__TEXTO FUENTE__:
*-*-*

Seamos precisos, en la suite del Tamanaco amanecí en una cama fa-bu-lo-sa, muy grande (mi marido estaba en Perijá y yo en Tucupita), firme, cubierta de sábanas tersas, planchadas, perfumadas con suave fragancia… abrí los ojos, miré al techo donde se había instalado el mínimo rayo de sol que entraba a través del espeso cortinaje (durante la noche la habitación había sido una caja de insobornable negrura), vi que el rayo de sol refractaba en la superficie de la piscina y venía a crear un reflejo azul, como si un zafiro se hubiera derretido en la madrugada y hubiera creado aquella hermosa mancha. Me entretuve observando el bonito efecto de la turquesa cernida en la pintura del techo. Evoqué la visión de Caracas que había tenido la noche anterior, un instante antes de irme a la cama y dormirme inmediatamente: el Tamanaco era un castillo, una fortaleza de seguridad y modernidad emplazada en una colina, donde todo funciona a la perfeccción, como por obra de esa magia que saca bandejas relucientes, ahoga los sonidos y siembra sonrisas en todas las caras. Y allá afuera, la ciudad daba tumbos con sus tormentos, sus obsesiones, esa crispación que hasta los carros parecen experimentar. Separando un poco la cortina, vi una ciudad dolorida, caótica, sumida en un fragor de cornetas y el zumbido de las motos… un pandemónium que yo conozco  pero no oía porque estaba a salvo en una suite del Tamanaco.

*-*-*

(Entradas de datos)
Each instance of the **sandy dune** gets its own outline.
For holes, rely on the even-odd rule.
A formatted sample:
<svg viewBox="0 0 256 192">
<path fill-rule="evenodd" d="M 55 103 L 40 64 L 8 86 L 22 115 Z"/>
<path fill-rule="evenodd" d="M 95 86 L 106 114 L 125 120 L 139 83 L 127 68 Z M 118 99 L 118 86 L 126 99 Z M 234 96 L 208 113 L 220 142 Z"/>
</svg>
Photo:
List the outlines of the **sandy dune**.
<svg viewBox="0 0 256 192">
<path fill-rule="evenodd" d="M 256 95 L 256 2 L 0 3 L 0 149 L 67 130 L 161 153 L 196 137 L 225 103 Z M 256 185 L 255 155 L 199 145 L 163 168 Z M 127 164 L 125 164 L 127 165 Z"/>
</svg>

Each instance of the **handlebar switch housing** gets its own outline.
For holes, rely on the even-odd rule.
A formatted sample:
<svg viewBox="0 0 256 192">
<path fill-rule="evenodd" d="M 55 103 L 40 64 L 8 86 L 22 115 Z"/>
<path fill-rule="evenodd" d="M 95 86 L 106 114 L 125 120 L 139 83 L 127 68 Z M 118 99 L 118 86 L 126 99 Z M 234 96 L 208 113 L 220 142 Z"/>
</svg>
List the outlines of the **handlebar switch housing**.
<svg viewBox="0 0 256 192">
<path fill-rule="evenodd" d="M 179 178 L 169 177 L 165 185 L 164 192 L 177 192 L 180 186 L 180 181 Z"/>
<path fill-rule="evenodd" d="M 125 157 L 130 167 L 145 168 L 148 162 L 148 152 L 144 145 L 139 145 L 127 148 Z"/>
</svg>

*-*-*

__EJERCICIO ESCRITO__:
Responde brevemente, según el texto fuente:
1. ¿De qué color era el reflejo que el rayo de sol dejaba en el techo?
2. ¿Sobre qué estaba emplazado el Tamanaco?
3. ¿Qué ruidos llenaban la ciudad que se veía al separar la cortina?

__RESPUESTA__:
1. Era azul.
2. Estaba emplazado en una colina.
3. La llenaba un fragor de cornetas y el zumbido de las motos.